- Given exercise: Write out every line of the rows below as a JSON list of strings, one string per line, with blank lines dropped. Leave the pictures out.

- Extracted material:
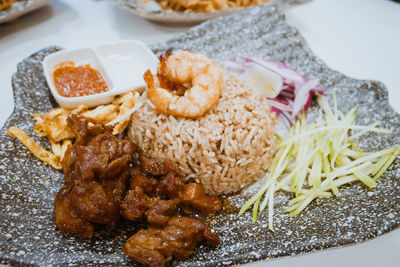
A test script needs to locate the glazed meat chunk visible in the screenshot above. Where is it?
[54,186,94,238]
[54,113,138,237]
[181,183,222,215]
[122,217,219,266]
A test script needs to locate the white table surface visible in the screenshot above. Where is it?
[0,0,400,267]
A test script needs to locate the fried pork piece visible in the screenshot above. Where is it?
[121,157,222,226]
[181,183,222,215]
[54,186,94,238]
[140,156,167,176]
[54,113,137,237]
[121,186,160,221]
[122,217,220,266]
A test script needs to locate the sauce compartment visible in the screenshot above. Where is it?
[96,41,158,96]
[43,41,158,109]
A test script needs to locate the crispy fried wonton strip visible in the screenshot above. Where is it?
[7,127,62,170]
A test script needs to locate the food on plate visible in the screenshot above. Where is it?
[50,113,222,266]
[53,61,109,97]
[7,126,61,169]
[128,52,276,194]
[239,93,400,231]
[0,0,18,12]
[121,156,222,266]
[123,217,219,266]
[54,113,138,238]
[224,56,326,127]
[155,0,268,13]
[121,159,222,226]
[4,44,400,266]
[144,51,222,119]
[7,91,139,169]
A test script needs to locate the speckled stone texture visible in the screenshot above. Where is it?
[0,4,400,266]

- Response:
[
  "A test script needs to locate the glazed meat chunk visible in the screenshot above. Where is it?",
  "[54,186,94,238]",
  "[54,113,138,237]",
  "[181,183,222,215]",
  "[122,217,219,266]",
  "A test script needs to locate the white table surface visible in the screenshot above. Where is it?",
  "[0,0,400,267]",
  "A test script needs to locate the fried pork piece visible in the screenshot above. Where is it?",
  "[121,157,222,226]",
  "[181,183,222,215]",
  "[54,186,94,238]",
  "[140,156,167,176]",
  "[54,113,137,237]",
  "[121,186,160,221]",
  "[122,217,220,266]",
  "A test script needs to locate the sauce compartment visible in the screenshot above. Where is it?",
  "[96,41,158,96]",
  "[43,41,158,109]",
  "A test script needs to locate the crispy fried wonton strip visible in the screenshot above. Where is it?",
  "[7,127,62,170]",
  "A test script needs to locate the food on plate visible in the screenshot above. Where is it?",
  "[50,113,222,266]",
  "[53,61,109,97]",
  "[7,126,61,169]",
  "[128,52,276,194]",
  "[239,93,400,231]",
  "[0,0,18,12]",
  "[121,156,222,266]",
  "[123,217,219,266]",
  "[54,113,138,238]",
  "[224,56,326,127]",
  "[155,0,268,13]",
  "[121,159,222,226]",
  "[4,44,400,266]",
  "[144,51,222,119]",
  "[7,91,139,169]",
  "A test script needs to locate the speckled stone texture visible in the screenshot above. Where is it?",
  "[0,4,400,266]"
]